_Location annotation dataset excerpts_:
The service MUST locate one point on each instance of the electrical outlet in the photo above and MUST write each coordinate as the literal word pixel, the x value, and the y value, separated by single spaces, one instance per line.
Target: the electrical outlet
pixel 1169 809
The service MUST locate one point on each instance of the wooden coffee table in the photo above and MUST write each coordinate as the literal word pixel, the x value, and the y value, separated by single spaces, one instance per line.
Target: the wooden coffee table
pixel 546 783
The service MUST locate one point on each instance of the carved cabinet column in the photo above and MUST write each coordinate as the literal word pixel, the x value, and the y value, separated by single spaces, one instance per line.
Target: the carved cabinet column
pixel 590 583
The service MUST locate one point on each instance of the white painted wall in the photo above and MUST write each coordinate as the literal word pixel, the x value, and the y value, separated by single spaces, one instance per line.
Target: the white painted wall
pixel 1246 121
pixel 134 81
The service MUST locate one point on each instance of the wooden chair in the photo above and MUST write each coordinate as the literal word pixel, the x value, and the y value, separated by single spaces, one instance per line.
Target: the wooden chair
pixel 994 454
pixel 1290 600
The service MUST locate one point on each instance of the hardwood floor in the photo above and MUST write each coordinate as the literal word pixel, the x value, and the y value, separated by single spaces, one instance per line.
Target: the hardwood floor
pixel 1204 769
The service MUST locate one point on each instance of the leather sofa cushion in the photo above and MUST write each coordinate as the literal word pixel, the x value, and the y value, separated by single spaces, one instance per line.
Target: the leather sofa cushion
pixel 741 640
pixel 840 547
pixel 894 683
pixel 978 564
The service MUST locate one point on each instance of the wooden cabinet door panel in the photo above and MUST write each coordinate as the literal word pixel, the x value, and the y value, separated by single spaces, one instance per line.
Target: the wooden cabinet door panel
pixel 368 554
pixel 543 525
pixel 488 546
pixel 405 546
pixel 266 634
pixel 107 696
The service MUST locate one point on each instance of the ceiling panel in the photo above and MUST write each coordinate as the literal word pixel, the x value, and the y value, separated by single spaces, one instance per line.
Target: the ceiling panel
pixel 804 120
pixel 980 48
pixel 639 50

_To do_:
Starting with the line that contains "of the ceiling", output every line through the end of the listing above, unchanged.

_Result for this task_:
The service MUST locate one point on each instance of the ceiling panel in the photo above and MUST write each coordinate as the literal word pixel, the x value, and the y value, separated by single spaces, one instance per line.
Target: the ceiling panel
pixel 804 120
pixel 980 48
pixel 639 50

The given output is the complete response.